- **PASSAGE FOR REVIEW**:
╔══

Amazon’s labor practices -- among both blue- and white-collar workers -- have been closely scrutinized and harshly criticized as the company has become the most valuable retailer in the U.S. The company has one of the highest turnover rates among Fortune 500 companies, and the average employee reportedly stays with the company no longer than 11 to 18 months.

Benefit programs such as tuition assistance are sometimes seen as a way for a company to improve its image -- especially since only about 5 percent of employees participate in such programs. A high turnover rate might further drive down the participation rate. Yet as more companies launch new tuition assistance programs or expand existing ones, some economists say the trend shows companies are investing in their employees in response to heightened competition.

Robert Kelchen, an assistant professor of education at Seton Hall University who has studied partnerships between colleges and corporations, said limiting tuition assistance to certain fields may be Career Choice’s “main innovation.”

“It's a really interesting model, given its focus on in-person education,” Kelchen said in an email (many other tuition assistance programs, such as the partnership between Arizona State University and Starbucks, have emphasized online education). “I look forward to seeing how it develops.”

In addition to encouraging its workers to go out and enroll at community colleges, Amazon is bringing some local institutions to its locations. In Delaware, for example, the company has partnered with Delaware Technical Community College, building the community college a 30-seat classroom in its Middletown warehouse (see photo). DTCC has offered six noncredit certificate courses since January 2015 in fields such as computer fundamentals, general maintenance and health care.

Rachel Anderson, assistant director of corporate and community programs at DTCC, said Amazon has been “very amenable” to the community college’s needs, filling the classroom with the necessary equipment. When the institution wanted to teach a course on bookkeeping with accounting software, Amazon supplied a computer cart. To simulate a hospital room for a certified nursing assistant course, the company added a hospital bed and curtains.

In-state students pay $135.75 a credit hour at DTCC, meaning a three-credit-hour course costs an Amazon employee participating in Career Choice only about $20. The community college is considering offering stacking credentials through the program so that students can take multiple courses and become certificate patient care technicians, Anderson said.

Amazon is a major presence in in the Middletown job market. The warehouse employs about 3,500 people, but that number more than doubles during the peak months in the lead-up to Black Friday and Christmas, Anderson said.

Despite the size of the pool of potential students, the Career Choice program hasn’t led to a major enrollment bump for DTCC -- largely because of the community college’s self-imposed class size restrictions. The largest course seats only 18. The partnership has enrolled 74 total employees, all of them adult learners with varying degrees of experience with higher education -- some of whom started and stopped out, others for whom Career Choice is their first time entering college.

Anderson said the community college is satisfied with the partnership, and that it views Amazon as an important partner when it comes to building programs that teach the skills companies in the state are looking for in new hires.

“It is part of our mission to offer relevant training for our industry partners,” Anderson said. “Being the only community college in Delaware puts us in a unique position where we can talk directly to our partners and they can help us inform our training development. Amazon fits right into that very nicely.”

╚══

- **WORK INSTRUCTION**:
Reproduce the section of the passage on Amazon's tuition assistance program that starts at "Anderson said the" and ends at "in new hires.".

- **Referring expression data based on photos**:
╔══

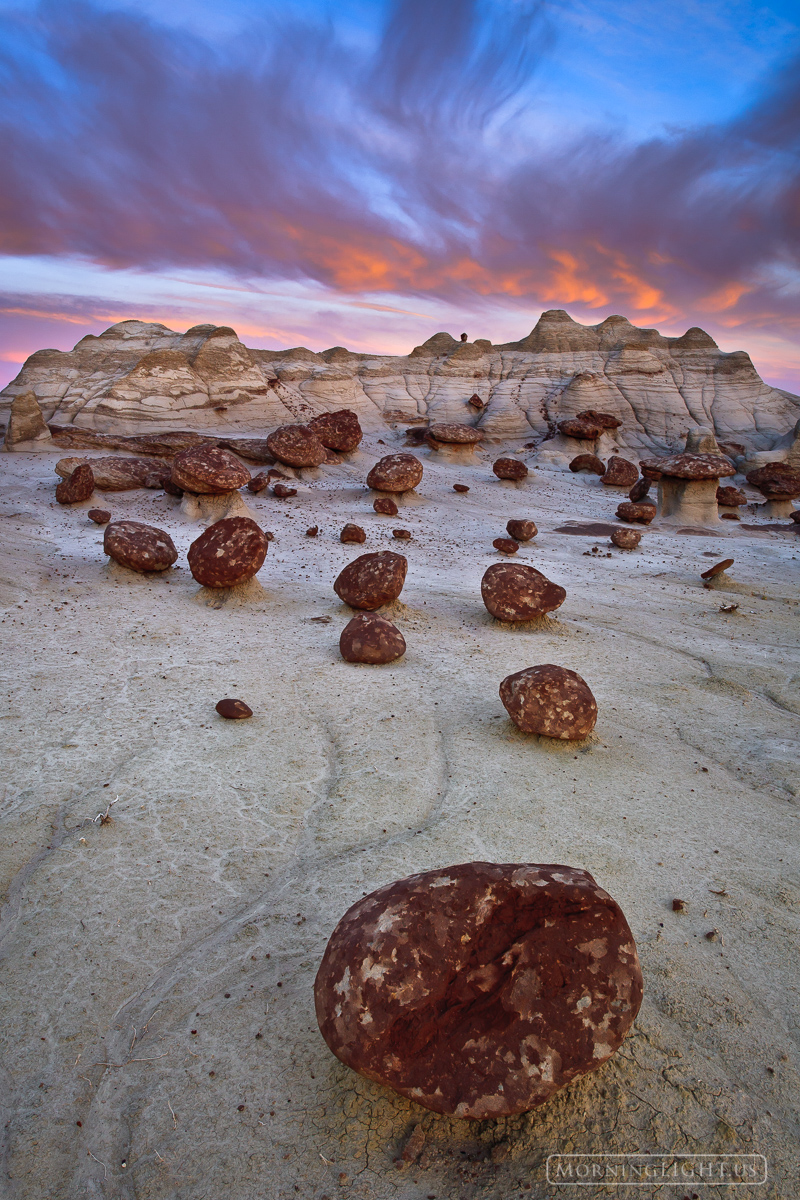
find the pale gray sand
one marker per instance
(157, 970)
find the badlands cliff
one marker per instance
(143, 377)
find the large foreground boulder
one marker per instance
(551, 701)
(517, 592)
(228, 552)
(138, 546)
(372, 580)
(482, 989)
(396, 473)
(208, 471)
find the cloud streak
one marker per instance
(404, 165)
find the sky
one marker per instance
(367, 173)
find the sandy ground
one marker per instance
(157, 1011)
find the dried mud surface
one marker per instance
(157, 1009)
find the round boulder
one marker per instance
(353, 533)
(372, 580)
(296, 445)
(517, 592)
(371, 639)
(521, 531)
(619, 473)
(78, 487)
(551, 701)
(626, 539)
(228, 552)
(208, 471)
(482, 989)
(337, 431)
(138, 546)
(510, 468)
(589, 462)
(396, 473)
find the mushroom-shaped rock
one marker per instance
(337, 431)
(619, 473)
(296, 445)
(641, 514)
(480, 990)
(510, 468)
(455, 435)
(780, 484)
(605, 420)
(228, 552)
(687, 487)
(138, 546)
(234, 709)
(521, 531)
(731, 497)
(517, 592)
(372, 580)
(626, 539)
(208, 471)
(353, 533)
(78, 487)
(588, 462)
(576, 427)
(396, 473)
(371, 639)
(552, 701)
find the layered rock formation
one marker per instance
(144, 377)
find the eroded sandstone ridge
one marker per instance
(142, 377)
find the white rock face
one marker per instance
(140, 377)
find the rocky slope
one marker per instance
(143, 377)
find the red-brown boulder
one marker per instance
(626, 539)
(510, 468)
(371, 639)
(576, 427)
(138, 546)
(589, 462)
(78, 487)
(372, 580)
(619, 473)
(639, 514)
(209, 471)
(521, 531)
(353, 533)
(337, 431)
(234, 709)
(482, 989)
(605, 420)
(396, 473)
(517, 592)
(296, 445)
(552, 701)
(228, 552)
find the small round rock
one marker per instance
(510, 468)
(371, 639)
(551, 701)
(626, 539)
(138, 546)
(234, 709)
(353, 533)
(521, 531)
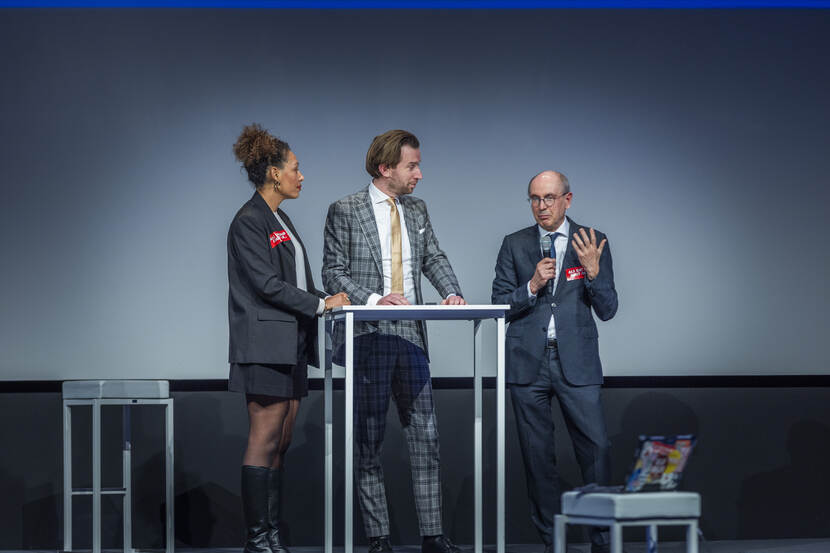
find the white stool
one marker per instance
(96, 393)
(616, 510)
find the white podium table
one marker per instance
(352, 313)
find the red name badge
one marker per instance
(278, 237)
(575, 273)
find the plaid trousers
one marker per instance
(387, 365)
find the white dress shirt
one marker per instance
(560, 244)
(383, 216)
(299, 263)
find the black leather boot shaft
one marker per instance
(274, 495)
(255, 507)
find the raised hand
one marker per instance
(588, 251)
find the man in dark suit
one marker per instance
(378, 243)
(552, 274)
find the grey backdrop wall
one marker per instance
(696, 139)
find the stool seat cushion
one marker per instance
(632, 505)
(103, 389)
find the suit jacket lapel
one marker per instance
(365, 214)
(289, 245)
(415, 243)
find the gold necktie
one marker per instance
(397, 256)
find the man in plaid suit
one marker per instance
(377, 244)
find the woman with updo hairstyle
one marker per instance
(272, 313)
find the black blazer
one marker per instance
(576, 331)
(269, 318)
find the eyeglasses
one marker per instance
(549, 200)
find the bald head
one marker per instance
(550, 196)
(555, 177)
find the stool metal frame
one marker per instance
(616, 525)
(126, 489)
(474, 313)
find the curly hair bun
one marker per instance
(256, 148)
(255, 145)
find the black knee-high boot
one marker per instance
(274, 493)
(255, 507)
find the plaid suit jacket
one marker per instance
(352, 261)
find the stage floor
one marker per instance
(736, 546)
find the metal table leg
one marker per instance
(500, 405)
(349, 431)
(477, 447)
(169, 477)
(126, 478)
(329, 442)
(67, 477)
(96, 476)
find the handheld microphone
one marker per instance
(548, 251)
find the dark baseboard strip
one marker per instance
(466, 383)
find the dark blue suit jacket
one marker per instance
(571, 302)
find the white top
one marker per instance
(560, 244)
(299, 256)
(383, 217)
(299, 263)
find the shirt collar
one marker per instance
(377, 195)
(563, 229)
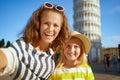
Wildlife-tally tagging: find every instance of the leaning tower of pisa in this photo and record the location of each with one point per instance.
(87, 22)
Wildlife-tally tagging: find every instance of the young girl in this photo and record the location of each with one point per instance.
(72, 64)
(30, 57)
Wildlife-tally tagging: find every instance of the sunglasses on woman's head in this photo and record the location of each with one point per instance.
(50, 6)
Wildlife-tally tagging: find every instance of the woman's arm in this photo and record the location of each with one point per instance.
(3, 61)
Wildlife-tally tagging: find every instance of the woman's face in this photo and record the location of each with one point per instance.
(50, 27)
(72, 49)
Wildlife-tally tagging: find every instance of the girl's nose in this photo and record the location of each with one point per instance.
(51, 27)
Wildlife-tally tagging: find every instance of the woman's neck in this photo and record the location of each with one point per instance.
(43, 46)
(70, 64)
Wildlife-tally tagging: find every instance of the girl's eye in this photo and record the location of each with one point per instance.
(76, 46)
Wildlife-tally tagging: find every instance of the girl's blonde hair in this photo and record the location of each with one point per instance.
(82, 59)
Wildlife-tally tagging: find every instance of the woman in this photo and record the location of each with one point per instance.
(30, 57)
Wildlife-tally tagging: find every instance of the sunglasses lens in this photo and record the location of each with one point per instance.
(48, 5)
(59, 8)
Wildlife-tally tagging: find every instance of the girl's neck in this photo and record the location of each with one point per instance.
(70, 64)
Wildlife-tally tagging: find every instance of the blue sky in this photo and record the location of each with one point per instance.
(14, 15)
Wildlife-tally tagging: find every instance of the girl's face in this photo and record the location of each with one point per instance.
(50, 27)
(72, 49)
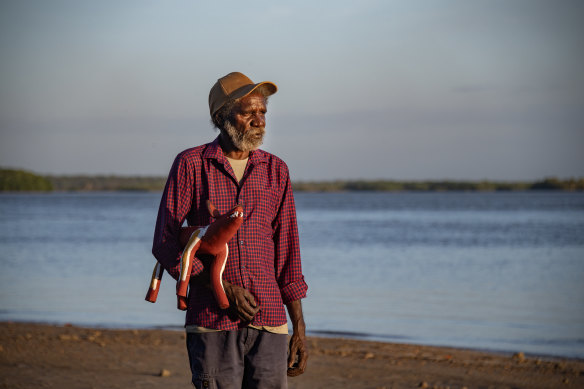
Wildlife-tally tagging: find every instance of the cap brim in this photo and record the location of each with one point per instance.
(247, 89)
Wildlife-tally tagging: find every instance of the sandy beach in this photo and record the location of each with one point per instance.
(44, 356)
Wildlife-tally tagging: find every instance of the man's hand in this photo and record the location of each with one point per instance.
(241, 301)
(298, 356)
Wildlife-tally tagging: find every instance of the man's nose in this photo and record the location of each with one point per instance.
(258, 120)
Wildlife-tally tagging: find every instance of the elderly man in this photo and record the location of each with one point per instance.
(245, 345)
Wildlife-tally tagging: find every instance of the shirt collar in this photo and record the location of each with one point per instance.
(214, 151)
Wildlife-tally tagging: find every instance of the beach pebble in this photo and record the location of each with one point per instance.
(369, 356)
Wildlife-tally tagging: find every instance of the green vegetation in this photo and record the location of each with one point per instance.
(18, 180)
(23, 181)
(107, 183)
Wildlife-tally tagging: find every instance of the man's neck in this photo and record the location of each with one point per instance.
(229, 150)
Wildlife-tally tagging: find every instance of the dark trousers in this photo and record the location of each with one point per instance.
(247, 358)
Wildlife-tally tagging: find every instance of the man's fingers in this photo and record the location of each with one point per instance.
(297, 359)
(250, 299)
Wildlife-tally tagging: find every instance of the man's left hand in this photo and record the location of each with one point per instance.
(298, 356)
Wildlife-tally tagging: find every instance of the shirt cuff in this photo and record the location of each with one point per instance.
(294, 291)
(197, 267)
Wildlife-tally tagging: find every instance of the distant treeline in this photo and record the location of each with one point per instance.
(107, 183)
(439, 186)
(19, 180)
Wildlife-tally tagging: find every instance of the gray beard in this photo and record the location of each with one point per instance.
(247, 141)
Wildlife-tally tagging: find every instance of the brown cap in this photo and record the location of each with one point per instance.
(234, 86)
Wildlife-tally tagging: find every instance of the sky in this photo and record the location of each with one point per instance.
(402, 90)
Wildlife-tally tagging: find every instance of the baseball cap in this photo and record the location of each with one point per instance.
(234, 86)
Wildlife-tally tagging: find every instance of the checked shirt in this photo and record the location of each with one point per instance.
(264, 255)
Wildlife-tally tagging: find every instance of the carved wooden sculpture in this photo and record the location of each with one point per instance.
(211, 240)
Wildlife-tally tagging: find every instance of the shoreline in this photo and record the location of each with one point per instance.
(325, 334)
(42, 355)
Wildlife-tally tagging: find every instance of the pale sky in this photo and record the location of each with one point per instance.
(405, 90)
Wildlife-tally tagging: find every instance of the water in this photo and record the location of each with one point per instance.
(497, 271)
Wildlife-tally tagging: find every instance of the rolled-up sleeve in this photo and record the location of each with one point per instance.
(174, 207)
(287, 248)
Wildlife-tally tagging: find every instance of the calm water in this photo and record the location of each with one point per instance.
(500, 271)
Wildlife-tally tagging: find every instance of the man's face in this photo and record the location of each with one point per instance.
(245, 127)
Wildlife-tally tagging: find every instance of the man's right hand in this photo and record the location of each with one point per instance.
(241, 301)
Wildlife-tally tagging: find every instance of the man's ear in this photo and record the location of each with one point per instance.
(212, 210)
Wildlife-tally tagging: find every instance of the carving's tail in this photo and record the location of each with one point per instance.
(155, 283)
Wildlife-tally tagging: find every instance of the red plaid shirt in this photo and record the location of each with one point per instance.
(264, 256)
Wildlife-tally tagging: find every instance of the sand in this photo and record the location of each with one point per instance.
(44, 356)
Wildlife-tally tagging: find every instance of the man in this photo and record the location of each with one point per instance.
(244, 345)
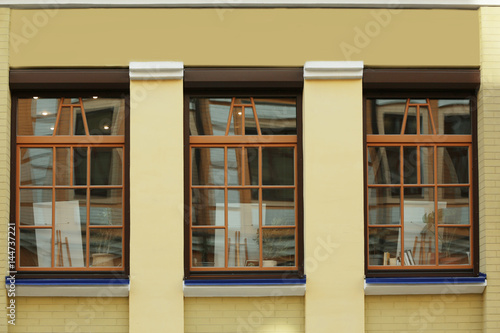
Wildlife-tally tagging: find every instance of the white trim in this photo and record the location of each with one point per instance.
(333, 70)
(73, 291)
(245, 291)
(424, 289)
(156, 70)
(462, 4)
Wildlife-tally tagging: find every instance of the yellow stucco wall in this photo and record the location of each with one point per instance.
(244, 315)
(244, 37)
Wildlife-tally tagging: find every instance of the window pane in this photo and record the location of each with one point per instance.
(278, 247)
(36, 116)
(208, 166)
(278, 166)
(106, 247)
(106, 207)
(453, 205)
(35, 248)
(384, 206)
(383, 165)
(36, 166)
(384, 246)
(208, 248)
(453, 165)
(35, 207)
(106, 166)
(208, 207)
(277, 116)
(454, 246)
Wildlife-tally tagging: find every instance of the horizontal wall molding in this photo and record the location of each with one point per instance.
(452, 4)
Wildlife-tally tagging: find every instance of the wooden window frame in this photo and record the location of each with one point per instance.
(420, 84)
(83, 83)
(252, 82)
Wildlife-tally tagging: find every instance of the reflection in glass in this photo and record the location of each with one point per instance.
(278, 247)
(35, 207)
(36, 166)
(453, 165)
(208, 207)
(453, 205)
(35, 247)
(384, 247)
(105, 247)
(208, 248)
(383, 165)
(106, 207)
(278, 207)
(454, 246)
(278, 166)
(384, 205)
(207, 166)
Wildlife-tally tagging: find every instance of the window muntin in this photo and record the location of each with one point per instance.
(419, 184)
(70, 184)
(243, 184)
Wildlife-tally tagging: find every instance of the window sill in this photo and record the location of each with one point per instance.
(244, 288)
(69, 287)
(425, 286)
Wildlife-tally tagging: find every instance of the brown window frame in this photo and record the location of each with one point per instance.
(422, 84)
(249, 82)
(83, 83)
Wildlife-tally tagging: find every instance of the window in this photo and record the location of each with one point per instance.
(420, 184)
(70, 177)
(244, 194)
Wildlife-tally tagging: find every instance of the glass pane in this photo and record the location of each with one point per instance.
(63, 166)
(208, 116)
(36, 116)
(453, 116)
(278, 247)
(208, 207)
(64, 125)
(384, 116)
(419, 224)
(454, 246)
(35, 248)
(410, 165)
(106, 166)
(105, 116)
(453, 205)
(106, 247)
(208, 248)
(427, 165)
(35, 207)
(277, 116)
(384, 247)
(80, 166)
(278, 166)
(36, 166)
(383, 165)
(70, 226)
(208, 166)
(384, 205)
(453, 165)
(278, 207)
(234, 166)
(106, 207)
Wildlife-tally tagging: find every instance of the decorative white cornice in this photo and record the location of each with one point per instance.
(333, 70)
(156, 70)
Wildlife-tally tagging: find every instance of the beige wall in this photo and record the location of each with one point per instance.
(243, 37)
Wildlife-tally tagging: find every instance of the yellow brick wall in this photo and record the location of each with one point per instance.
(424, 313)
(489, 163)
(242, 315)
(75, 315)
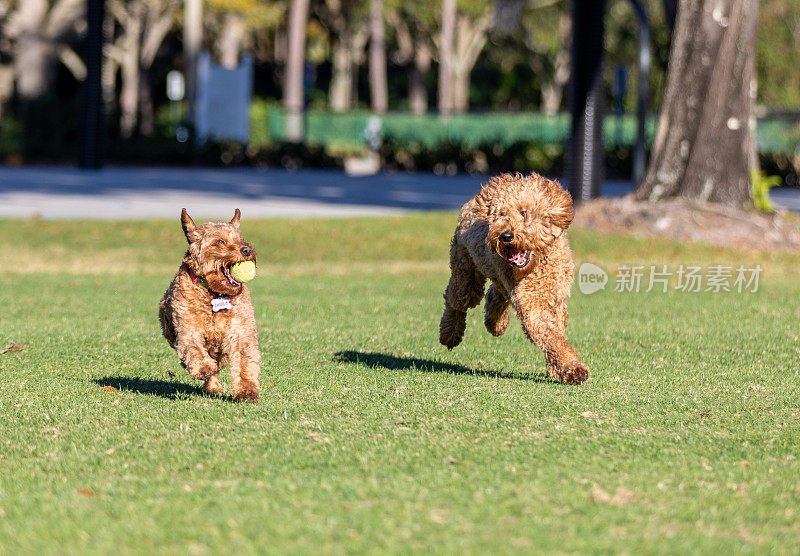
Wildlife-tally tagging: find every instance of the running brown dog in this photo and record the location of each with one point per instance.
(513, 233)
(207, 316)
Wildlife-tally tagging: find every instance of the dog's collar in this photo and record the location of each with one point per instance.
(198, 281)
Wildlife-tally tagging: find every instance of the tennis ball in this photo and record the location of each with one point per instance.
(244, 271)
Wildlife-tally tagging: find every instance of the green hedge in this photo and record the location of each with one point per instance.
(503, 129)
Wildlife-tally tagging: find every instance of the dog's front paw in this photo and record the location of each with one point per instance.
(203, 372)
(451, 329)
(574, 373)
(247, 393)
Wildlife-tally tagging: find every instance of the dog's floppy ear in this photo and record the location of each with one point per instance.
(561, 213)
(189, 229)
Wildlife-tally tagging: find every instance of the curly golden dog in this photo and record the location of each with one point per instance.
(514, 233)
(207, 316)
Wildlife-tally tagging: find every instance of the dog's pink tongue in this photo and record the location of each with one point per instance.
(518, 258)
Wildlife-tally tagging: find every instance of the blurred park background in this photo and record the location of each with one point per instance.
(372, 88)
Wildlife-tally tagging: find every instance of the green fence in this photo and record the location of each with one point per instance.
(347, 130)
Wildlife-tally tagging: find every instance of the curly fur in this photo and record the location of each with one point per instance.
(206, 341)
(513, 233)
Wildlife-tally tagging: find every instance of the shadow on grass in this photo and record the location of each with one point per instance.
(166, 389)
(391, 362)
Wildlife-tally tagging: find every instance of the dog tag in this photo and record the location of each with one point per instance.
(220, 303)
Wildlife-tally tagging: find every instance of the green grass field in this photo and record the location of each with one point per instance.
(370, 436)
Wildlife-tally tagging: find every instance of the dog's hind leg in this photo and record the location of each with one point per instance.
(464, 291)
(212, 385)
(245, 366)
(545, 327)
(194, 356)
(496, 311)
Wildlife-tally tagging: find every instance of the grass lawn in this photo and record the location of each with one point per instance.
(370, 436)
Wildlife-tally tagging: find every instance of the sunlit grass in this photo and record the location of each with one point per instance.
(371, 436)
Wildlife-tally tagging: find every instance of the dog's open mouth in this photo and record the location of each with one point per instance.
(226, 272)
(520, 259)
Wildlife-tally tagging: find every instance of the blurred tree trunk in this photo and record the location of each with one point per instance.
(705, 139)
(293, 95)
(379, 89)
(413, 52)
(340, 93)
(351, 30)
(417, 88)
(554, 80)
(144, 24)
(446, 57)
(470, 38)
(35, 29)
(234, 31)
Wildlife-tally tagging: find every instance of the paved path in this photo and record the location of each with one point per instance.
(132, 193)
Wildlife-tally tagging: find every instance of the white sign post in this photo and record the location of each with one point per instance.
(222, 110)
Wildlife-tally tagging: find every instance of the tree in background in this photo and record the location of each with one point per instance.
(34, 31)
(379, 90)
(141, 27)
(348, 24)
(293, 95)
(235, 23)
(777, 66)
(547, 34)
(414, 25)
(704, 147)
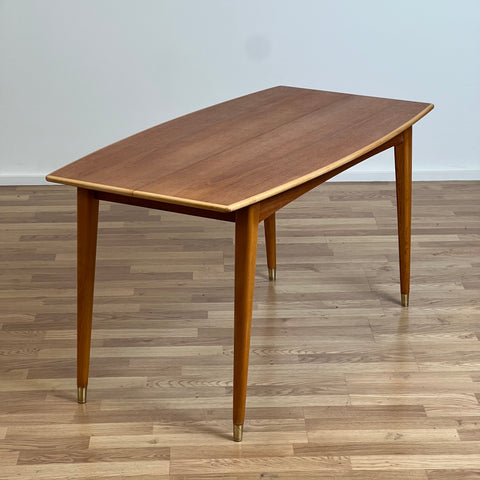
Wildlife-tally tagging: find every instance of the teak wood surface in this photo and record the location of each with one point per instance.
(245, 150)
(240, 161)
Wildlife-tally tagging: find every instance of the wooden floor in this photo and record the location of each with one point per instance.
(344, 383)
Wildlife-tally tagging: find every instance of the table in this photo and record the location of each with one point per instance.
(239, 161)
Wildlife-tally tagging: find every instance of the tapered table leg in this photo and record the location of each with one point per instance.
(87, 225)
(403, 172)
(246, 234)
(271, 246)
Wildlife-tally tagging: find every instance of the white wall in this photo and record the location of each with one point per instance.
(77, 75)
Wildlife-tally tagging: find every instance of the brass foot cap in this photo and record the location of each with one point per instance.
(237, 433)
(82, 394)
(272, 274)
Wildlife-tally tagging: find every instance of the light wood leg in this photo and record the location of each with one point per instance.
(271, 246)
(403, 172)
(246, 234)
(87, 226)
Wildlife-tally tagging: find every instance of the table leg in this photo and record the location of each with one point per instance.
(87, 225)
(403, 172)
(271, 246)
(246, 233)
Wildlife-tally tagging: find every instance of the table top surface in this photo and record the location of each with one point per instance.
(240, 152)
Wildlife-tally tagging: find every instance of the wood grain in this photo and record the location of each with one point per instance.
(343, 382)
(246, 150)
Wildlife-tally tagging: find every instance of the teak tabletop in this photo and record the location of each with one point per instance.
(239, 161)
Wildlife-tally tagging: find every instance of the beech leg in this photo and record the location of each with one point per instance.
(271, 246)
(403, 173)
(87, 226)
(246, 234)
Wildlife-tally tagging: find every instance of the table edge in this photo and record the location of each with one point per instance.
(250, 200)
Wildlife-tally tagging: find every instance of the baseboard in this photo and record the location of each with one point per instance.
(418, 176)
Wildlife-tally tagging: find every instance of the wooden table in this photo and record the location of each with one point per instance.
(239, 161)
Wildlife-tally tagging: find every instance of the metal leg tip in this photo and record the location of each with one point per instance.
(82, 394)
(272, 274)
(237, 433)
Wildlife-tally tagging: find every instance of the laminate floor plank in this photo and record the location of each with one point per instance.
(344, 383)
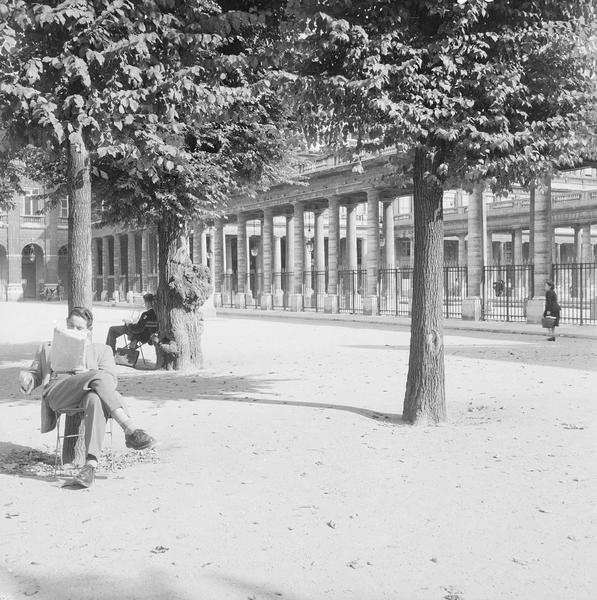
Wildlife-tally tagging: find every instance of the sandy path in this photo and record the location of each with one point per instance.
(280, 476)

╚══

- **PROBLEM SOLUTION**:
Anderson said the community college is satisfied with the partnership, and that it views Amazon as an important partner when it comes to building programs that teach the skills companies in the state are looking for in new hires.